» **What you will do**:
Everything from the opening line of the listing below to the line that has "indicate the black boot, a", inclusive, should be returned exactly, except the pictures.

» **Listed entries**:
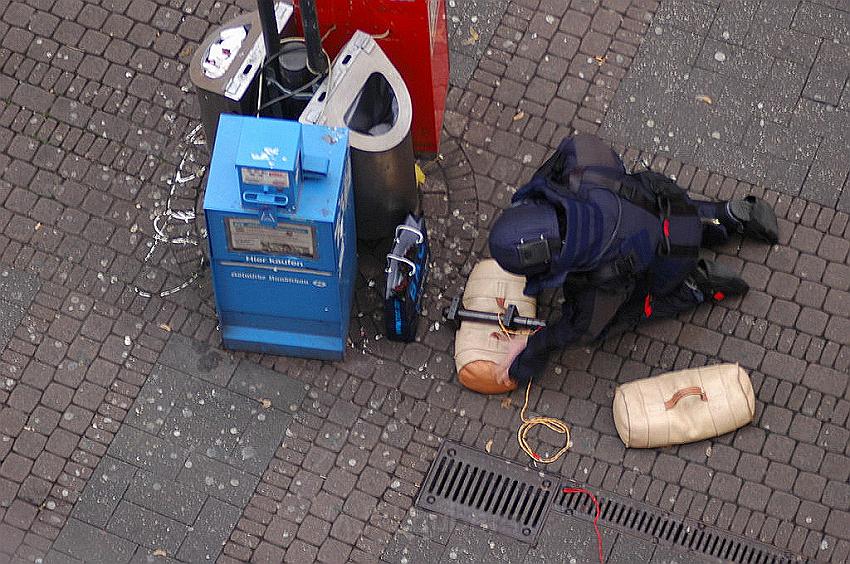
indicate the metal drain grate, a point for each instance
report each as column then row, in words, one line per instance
column 487, row 491
column 636, row 518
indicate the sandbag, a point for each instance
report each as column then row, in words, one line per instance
column 481, row 347
column 683, row 406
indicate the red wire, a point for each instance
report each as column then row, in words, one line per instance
column 595, row 519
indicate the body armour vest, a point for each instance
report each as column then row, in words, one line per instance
column 619, row 228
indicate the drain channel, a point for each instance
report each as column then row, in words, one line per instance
column 487, row 492
column 636, row 518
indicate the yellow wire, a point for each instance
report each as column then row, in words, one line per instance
column 528, row 424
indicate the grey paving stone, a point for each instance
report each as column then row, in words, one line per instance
column 197, row 359
column 90, row 544
column 477, row 545
column 260, row 383
column 166, row 497
column 55, row 557
column 412, row 548
column 256, row 446
column 565, row 538
column 483, row 17
column 217, row 479
column 147, row 556
column 208, row 417
column 210, row 532
column 151, row 453
column 18, row 287
column 10, row 317
column 103, row 491
column 147, row 528
column 162, row 390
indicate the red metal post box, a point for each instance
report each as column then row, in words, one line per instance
column 413, row 35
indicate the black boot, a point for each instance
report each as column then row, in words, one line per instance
column 755, row 218
column 716, row 281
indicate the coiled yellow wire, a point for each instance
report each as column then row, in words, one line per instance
column 529, row 423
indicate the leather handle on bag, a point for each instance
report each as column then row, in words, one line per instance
column 683, row 393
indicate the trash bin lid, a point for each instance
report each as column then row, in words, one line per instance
column 367, row 94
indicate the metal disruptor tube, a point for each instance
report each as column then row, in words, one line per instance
column 310, row 22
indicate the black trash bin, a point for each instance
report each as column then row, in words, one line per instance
column 369, row 96
column 235, row 90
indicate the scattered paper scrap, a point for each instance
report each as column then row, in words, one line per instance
column 420, row 174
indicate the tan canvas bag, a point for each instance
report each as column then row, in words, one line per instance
column 481, row 347
column 683, row 406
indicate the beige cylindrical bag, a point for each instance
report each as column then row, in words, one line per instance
column 481, row 347
column 684, row 406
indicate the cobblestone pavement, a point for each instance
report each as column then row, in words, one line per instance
column 94, row 98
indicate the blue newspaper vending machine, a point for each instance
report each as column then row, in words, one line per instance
column 280, row 220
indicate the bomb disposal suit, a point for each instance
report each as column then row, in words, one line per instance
column 624, row 247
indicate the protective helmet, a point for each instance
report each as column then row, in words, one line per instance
column 526, row 237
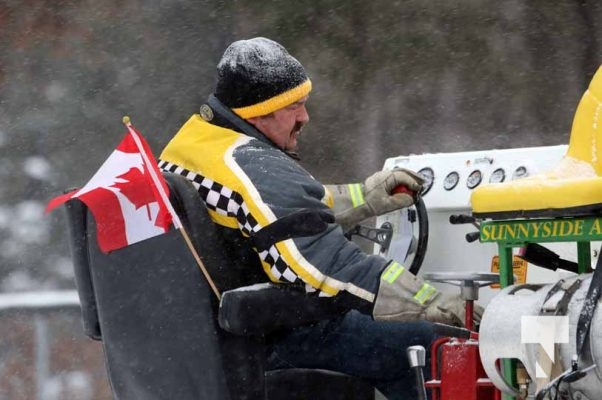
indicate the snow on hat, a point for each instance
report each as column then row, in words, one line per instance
column 258, row 76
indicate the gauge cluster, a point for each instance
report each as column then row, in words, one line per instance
column 471, row 177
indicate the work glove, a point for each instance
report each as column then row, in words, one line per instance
column 355, row 202
column 404, row 297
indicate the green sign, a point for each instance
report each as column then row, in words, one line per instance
column 542, row 230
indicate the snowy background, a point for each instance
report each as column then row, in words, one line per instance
column 390, row 78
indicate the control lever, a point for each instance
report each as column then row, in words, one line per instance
column 417, row 360
column 456, row 219
column 381, row 236
column 543, row 257
column 472, row 236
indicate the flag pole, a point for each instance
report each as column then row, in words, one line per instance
column 165, row 198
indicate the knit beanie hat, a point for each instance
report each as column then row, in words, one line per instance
column 258, row 76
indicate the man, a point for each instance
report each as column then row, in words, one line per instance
column 239, row 153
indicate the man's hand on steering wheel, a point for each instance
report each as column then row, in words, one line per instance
column 376, row 196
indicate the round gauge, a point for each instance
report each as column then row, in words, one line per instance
column 497, row 176
column 451, row 180
column 474, row 179
column 520, row 172
column 429, row 177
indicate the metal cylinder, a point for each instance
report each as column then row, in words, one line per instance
column 504, row 334
column 417, row 360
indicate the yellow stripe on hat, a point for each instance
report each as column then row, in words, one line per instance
column 275, row 103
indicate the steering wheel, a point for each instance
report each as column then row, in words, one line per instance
column 410, row 249
column 423, row 236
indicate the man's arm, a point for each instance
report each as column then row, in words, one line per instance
column 356, row 202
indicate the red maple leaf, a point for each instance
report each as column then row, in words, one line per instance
column 136, row 188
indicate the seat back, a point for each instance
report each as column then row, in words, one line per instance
column 155, row 313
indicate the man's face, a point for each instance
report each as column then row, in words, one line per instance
column 283, row 126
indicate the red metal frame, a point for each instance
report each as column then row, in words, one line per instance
column 456, row 369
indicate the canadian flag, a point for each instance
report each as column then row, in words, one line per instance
column 127, row 196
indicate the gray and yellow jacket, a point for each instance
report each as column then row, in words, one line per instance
column 248, row 184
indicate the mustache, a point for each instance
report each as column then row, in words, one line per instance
column 298, row 127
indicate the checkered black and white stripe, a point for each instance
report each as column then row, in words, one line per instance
column 227, row 202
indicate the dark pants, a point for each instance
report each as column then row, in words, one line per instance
column 357, row 345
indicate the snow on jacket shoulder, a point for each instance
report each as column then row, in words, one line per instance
column 247, row 185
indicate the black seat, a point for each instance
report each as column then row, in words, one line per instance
column 158, row 318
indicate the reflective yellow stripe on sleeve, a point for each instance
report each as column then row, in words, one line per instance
column 355, row 191
column 392, row 272
column 425, row 293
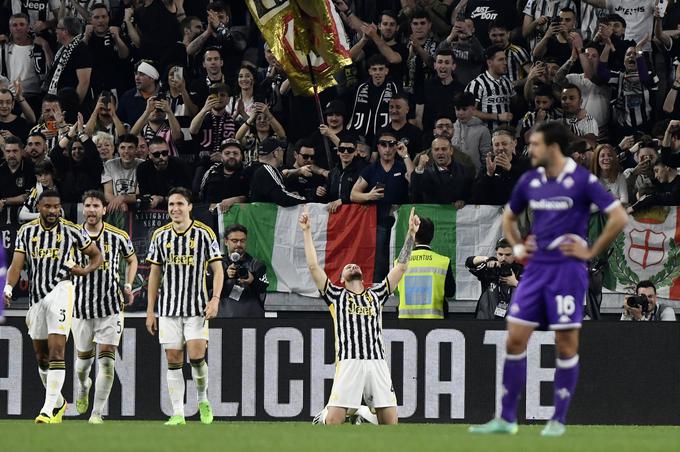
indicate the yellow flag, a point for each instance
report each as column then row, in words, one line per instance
column 294, row 29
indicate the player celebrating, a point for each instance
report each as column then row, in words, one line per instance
column 97, row 315
column 361, row 369
column 554, row 284
column 47, row 244
column 182, row 250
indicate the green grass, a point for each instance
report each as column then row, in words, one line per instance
column 119, row 436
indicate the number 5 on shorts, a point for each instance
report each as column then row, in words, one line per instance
column 565, row 305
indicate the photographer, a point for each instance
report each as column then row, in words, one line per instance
column 246, row 282
column 643, row 306
column 499, row 276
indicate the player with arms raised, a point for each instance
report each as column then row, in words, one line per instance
column 554, row 285
column 182, row 251
column 361, row 369
column 98, row 317
column 48, row 244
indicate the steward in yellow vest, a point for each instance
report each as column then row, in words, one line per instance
column 427, row 281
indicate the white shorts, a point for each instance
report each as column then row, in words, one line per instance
column 367, row 378
column 173, row 332
column 52, row 314
column 105, row 330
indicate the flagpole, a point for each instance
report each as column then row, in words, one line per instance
column 319, row 110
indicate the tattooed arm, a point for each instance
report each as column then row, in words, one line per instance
column 394, row 276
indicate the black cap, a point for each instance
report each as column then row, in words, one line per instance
column 335, row 106
column 269, row 145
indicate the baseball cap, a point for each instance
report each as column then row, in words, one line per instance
column 270, row 145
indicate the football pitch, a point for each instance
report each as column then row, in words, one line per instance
column 121, row 436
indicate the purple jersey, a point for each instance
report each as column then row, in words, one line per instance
column 561, row 207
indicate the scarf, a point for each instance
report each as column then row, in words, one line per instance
column 61, row 60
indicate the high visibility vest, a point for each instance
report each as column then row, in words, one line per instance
column 421, row 289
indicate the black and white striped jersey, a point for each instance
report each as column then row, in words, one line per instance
column 48, row 251
column 357, row 320
column 98, row 294
column 184, row 259
column 493, row 95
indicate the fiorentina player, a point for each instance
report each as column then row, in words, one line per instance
column 553, row 288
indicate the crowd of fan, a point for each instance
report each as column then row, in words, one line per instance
column 136, row 97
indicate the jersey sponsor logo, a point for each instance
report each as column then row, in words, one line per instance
column 35, row 6
column 555, row 203
column 484, row 13
column 46, row 253
column 355, row 309
column 181, row 259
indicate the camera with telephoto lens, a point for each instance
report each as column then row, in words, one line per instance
column 638, row 301
column 241, row 270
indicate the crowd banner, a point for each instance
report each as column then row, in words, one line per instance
column 294, row 29
column 442, row 371
column 275, row 238
column 648, row 248
column 459, row 233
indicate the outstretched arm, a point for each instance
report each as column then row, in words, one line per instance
column 318, row 275
column 394, row 276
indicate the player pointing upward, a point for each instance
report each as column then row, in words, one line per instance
column 554, row 285
column 357, row 318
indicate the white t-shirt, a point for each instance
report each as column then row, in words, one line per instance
column 639, row 17
column 20, row 66
column 124, row 179
column 595, row 99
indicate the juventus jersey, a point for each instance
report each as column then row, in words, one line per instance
column 357, row 320
column 184, row 259
column 47, row 252
column 98, row 293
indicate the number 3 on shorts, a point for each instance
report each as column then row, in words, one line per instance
column 565, row 305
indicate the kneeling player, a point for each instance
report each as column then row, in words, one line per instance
column 361, row 369
column 98, row 318
column 182, row 250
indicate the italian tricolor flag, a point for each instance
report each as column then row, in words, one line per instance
column 275, row 238
column 459, row 233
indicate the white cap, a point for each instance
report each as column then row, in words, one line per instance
column 146, row 69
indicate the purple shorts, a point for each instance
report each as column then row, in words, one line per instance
column 550, row 295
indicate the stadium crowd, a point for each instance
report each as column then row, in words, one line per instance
column 136, row 97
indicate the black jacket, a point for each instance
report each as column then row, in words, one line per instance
column 250, row 302
column 340, row 181
column 267, row 185
column 78, row 177
column 435, row 186
column 496, row 190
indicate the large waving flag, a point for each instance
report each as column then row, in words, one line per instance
column 294, row 29
column 275, row 238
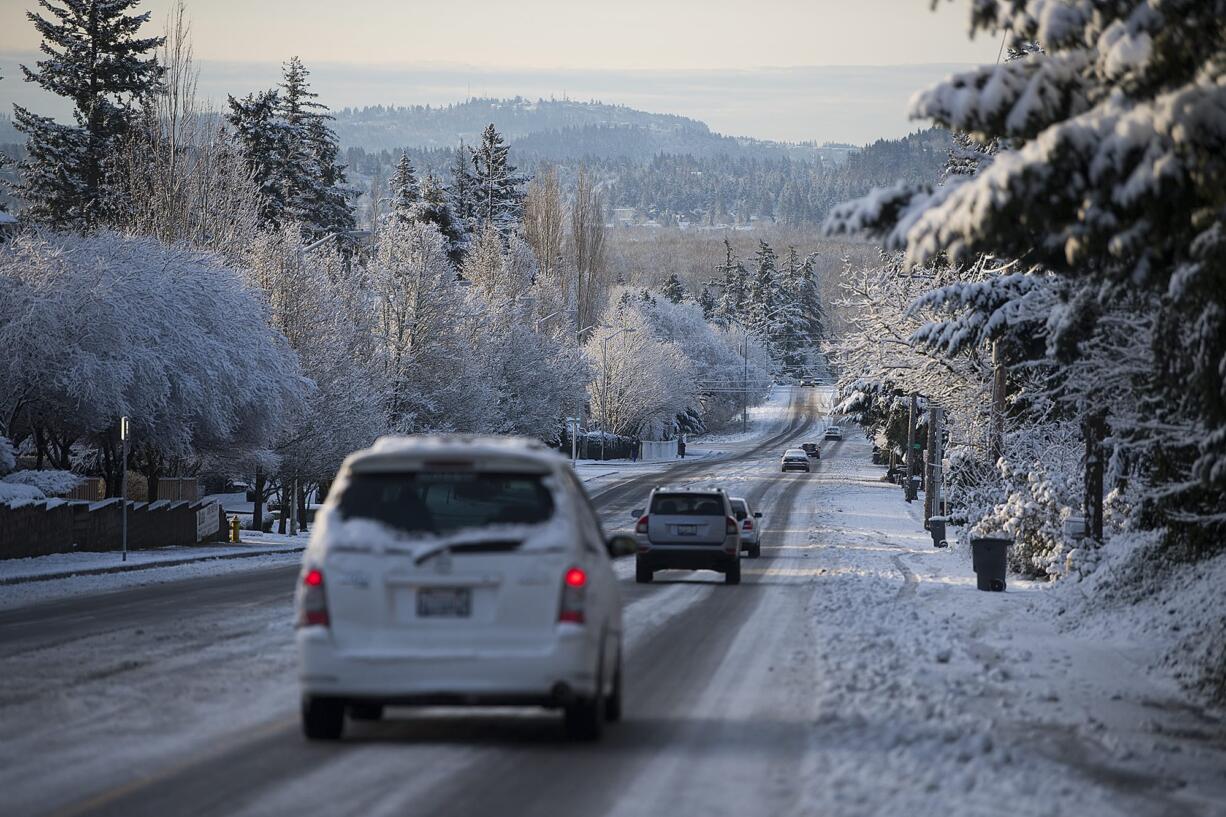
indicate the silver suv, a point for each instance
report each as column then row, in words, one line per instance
column 689, row 530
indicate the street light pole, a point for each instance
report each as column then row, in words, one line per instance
column 123, row 482
column 605, row 377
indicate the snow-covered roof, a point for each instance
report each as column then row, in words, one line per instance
column 400, row 452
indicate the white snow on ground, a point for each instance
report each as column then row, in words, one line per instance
column 867, row 676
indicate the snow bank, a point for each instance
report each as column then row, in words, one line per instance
column 15, row 496
column 1135, row 593
column 50, row 482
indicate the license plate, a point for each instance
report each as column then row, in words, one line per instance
column 444, row 602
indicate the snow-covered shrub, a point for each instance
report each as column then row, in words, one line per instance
column 7, row 455
column 14, row 494
column 50, row 482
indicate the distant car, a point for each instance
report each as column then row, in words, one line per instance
column 795, row 459
column 688, row 530
column 459, row 571
column 750, row 526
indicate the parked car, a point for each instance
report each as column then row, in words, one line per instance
column 750, row 526
column 795, row 459
column 459, row 571
column 688, row 530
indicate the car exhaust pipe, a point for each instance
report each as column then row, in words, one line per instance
column 563, row 694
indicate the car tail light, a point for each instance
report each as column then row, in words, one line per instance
column 313, row 600
column 574, row 593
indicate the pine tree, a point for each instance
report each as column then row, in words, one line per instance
column 95, row 59
column 434, row 209
column 313, row 178
column 405, row 193
column 764, row 297
column 461, row 194
column 262, row 142
column 708, row 302
column 734, row 288
column 673, row 290
column 497, row 195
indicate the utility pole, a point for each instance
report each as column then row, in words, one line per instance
column 744, row 383
column 912, row 420
column 998, row 395
column 1094, row 428
column 933, row 487
column 123, row 482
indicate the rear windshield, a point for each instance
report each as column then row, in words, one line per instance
column 688, row 504
column 427, row 502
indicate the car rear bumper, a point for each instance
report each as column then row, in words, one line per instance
column 662, row 557
column 543, row 676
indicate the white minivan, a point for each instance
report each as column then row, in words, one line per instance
column 459, row 571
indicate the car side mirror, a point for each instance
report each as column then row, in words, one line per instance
column 622, row 545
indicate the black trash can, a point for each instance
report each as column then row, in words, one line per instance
column 937, row 528
column 989, row 558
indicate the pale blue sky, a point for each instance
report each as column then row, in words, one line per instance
column 771, row 69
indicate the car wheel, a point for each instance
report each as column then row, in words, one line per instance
column 613, row 703
column 323, row 719
column 585, row 717
column 365, row 712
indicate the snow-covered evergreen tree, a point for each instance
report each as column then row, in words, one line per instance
column 95, row 58
column 673, row 288
column 434, row 209
column 405, row 193
column 733, row 288
column 1107, row 178
column 498, row 199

» **Result**:
indicate the metal drain grate, a point for each instance
report each as column then row, in words, one line per instance
column 487, row 491
column 636, row 518
indicate the sandbag, a point for each instance
report each as column then row, in words, one line per instance
column 481, row 347
column 683, row 406
indicate the red wire, a point for each instance
report each as column then row, in words, one line per instance
column 595, row 519
indicate the body armour vest, a point for each instance
report each as column then row, in words, one line per instance
column 619, row 228
indicate the drain channel, a point for each instance
report each as column then row, in words, one line per instance
column 487, row 492
column 636, row 518
indicate the yellow wire, a point for each instance
report each as column then row, in words, one line per instance
column 528, row 424
indicate the grey paving stone, a point for each instance
report each as column then row, in words, one line per instance
column 197, row 359
column 90, row 544
column 477, row 545
column 260, row 383
column 166, row 497
column 55, row 557
column 412, row 548
column 256, row 446
column 565, row 538
column 483, row 17
column 217, row 479
column 147, row 556
column 208, row 417
column 210, row 532
column 151, row 453
column 18, row 287
column 10, row 317
column 103, row 491
column 147, row 528
column 162, row 390
indicate the red metal post box, a point for each instance
report each as column then row, in words, one line per instance
column 413, row 35
indicate the black boot, a point for each instance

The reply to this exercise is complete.